• [What to work on]: Decide whether each statement (a), (b), and (c) agrees with the excerpt on curating below. Answer yes or no for each and quote the words of the excerpt that settle it. (a) The excerpt says that in 2014 "curating" was placed on probation alongside two other terms. (b) The excerpt credits Joseph Beuys with the idea that everyone who dreams is a poet. (c) The excerpt names Verso Books as the publisher of the book it comes from.

• [Document segment]:
▬▬▬▬▬▬▬▬▬▬

How Hans Ulrich Obrist and Other Super-Curators Transformed the Paradigm of Exhibition-Making—for Good and for Ill

In this chapter from 'What Comes After Farce?,' Hal Foster considers what forces influenced the spectacular turn in contemporary museum culture.

Hans Ulrich Obrist speaks during #BoFVOICES on November 21, 2019 in Oxfordshire, England. Photo by Samir Hussein/Samir Hussein/Getty Images for The Business of Fashion.

The following is from an excerpt from Hal Foster’s book of essays What Comes After Farce?, published this month by Verso Books.

The Surrealists imagined that everyone who dreams is a poet, and Joseph Beuys believed that everyone who creates is an artist. So much for the utopian days of aesthetic egalitarianism; maybe the best we can say today is that everyone who compiles is a curator. Certainly, that includes a multitude of us: we curate news feeds, song lists, and restaurant choices, among many other things, and countless websites and applications do the same for us. In fact, “curating” is so rampant that it is a regular item on annual lists of worst words; already in 2014, it was put on probation along with “skill set” and “takeaway.” Like these other terms, curating promises a new kind of agency, but it might only deliver a heightened level of administration: if people can be reduced to skill sets and arguments to takeaways, then cultural interests can be packaged as curated consumption. Often, this packaging is automatic; the algorithms know what we want before we do. Such curating suits the postindustrial aspects of an economy in which the appointed task for many people is to consume. After all, when we curate songs or restaurants, or Spotify or Eater does so for us, what do we actually produce? We cognitive laborers manipulate information, which is to say we curate the given, and this compiling often involves a great deal of complying. How many of us consider what is signed over when we click “I agree”?

▬▬▬▬▬▬▬▬▬▬

• [Supplied information]:
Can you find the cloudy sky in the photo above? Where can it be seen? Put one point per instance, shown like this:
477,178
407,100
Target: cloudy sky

▬▬▬▬▬▬▬▬▬▬

• [Result]:
(a) Yes: "already in 2014, it was put on probation along with “skill set” and “takeaway.”"
(b) No: "The Surrealists imagined that everyone who dreams is a poet, and Joseph Beuys believed that everyone who creates is an artist."
(c) Yes: "published this month by Verso Books."